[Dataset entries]
┌──

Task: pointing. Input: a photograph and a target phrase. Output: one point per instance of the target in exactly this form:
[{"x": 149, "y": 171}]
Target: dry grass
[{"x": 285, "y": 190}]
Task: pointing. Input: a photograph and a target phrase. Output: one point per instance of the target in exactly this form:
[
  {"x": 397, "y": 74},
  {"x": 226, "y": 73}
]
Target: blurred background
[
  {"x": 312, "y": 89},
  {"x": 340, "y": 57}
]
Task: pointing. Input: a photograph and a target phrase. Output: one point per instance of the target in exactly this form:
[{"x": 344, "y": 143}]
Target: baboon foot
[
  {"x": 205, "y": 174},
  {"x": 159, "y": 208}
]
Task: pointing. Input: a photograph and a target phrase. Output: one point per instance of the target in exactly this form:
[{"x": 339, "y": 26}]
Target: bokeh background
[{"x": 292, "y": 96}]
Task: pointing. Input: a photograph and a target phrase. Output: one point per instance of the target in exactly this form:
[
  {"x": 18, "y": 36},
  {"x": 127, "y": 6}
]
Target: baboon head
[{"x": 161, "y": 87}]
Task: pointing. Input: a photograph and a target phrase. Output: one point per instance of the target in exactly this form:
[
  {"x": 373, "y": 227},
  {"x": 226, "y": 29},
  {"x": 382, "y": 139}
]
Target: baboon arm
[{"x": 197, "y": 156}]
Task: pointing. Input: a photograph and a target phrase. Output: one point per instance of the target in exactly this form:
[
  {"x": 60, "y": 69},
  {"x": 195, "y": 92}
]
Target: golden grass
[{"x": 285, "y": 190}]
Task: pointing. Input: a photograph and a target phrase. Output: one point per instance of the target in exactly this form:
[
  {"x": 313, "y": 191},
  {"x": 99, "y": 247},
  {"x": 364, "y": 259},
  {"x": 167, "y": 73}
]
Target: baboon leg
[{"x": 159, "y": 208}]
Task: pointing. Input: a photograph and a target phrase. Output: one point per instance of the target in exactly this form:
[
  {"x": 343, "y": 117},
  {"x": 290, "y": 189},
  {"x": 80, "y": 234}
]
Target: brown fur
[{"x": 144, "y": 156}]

└──

--- Task prompt ---
Every line above should be written out again, unchanged.

--- Response to the task ---
Task: pointing. Input: a photograph and a target phrase. Output: one point per instance of the target in exactly this form:
[{"x": 149, "y": 171}]
Target: dry grass
[{"x": 285, "y": 190}]
Task: pointing. Input: a photograph and a target phrase. Output: one point per instance of the target in exactly this form:
[
  {"x": 397, "y": 74},
  {"x": 226, "y": 73}
]
Target: blurred background
[
  {"x": 312, "y": 89},
  {"x": 340, "y": 57}
]
Task: pointing. Input: a photograph and a target phrase. Output: one point per instance of the target in exactly this form:
[{"x": 344, "y": 143}]
Target: baboon foot
[
  {"x": 205, "y": 174},
  {"x": 159, "y": 208}
]
Task: pointing. Input: a photograph and a target phrase. Output: one point per instance of the target in exactly this form:
[{"x": 339, "y": 26}]
Target: bokeh background
[{"x": 292, "y": 96}]
Task: pointing. Input: a photograph and a target phrase. Output: one point per instance of the target in exactly this form:
[
  {"x": 18, "y": 36},
  {"x": 127, "y": 6}
]
Target: baboon head
[{"x": 161, "y": 87}]
Task: pointing. Input: a photograph and a target phrase. Output: one point per instance of the target in exactly this form:
[
  {"x": 373, "y": 227},
  {"x": 226, "y": 29},
  {"x": 382, "y": 139}
]
Target: baboon arm
[{"x": 197, "y": 156}]
Task: pointing. Input: a photograph and a target phrase. Output: one point per instance of the target in exactly this form:
[
  {"x": 60, "y": 69},
  {"x": 195, "y": 92}
]
Target: golden grass
[{"x": 285, "y": 190}]
Task: pointing. Input: a photograph and a target phrase. Output: one point per instance of the target in exactly this form:
[
  {"x": 313, "y": 191},
  {"x": 99, "y": 247},
  {"x": 364, "y": 259},
  {"x": 167, "y": 73}
]
Target: baboon leg
[{"x": 159, "y": 208}]
Task: pointing. Input: a photograph and a target phrase. Output: one point per instance of the target in exactly this form:
[
  {"x": 343, "y": 117},
  {"x": 290, "y": 189},
  {"x": 80, "y": 234}
]
Target: brown fur
[{"x": 144, "y": 156}]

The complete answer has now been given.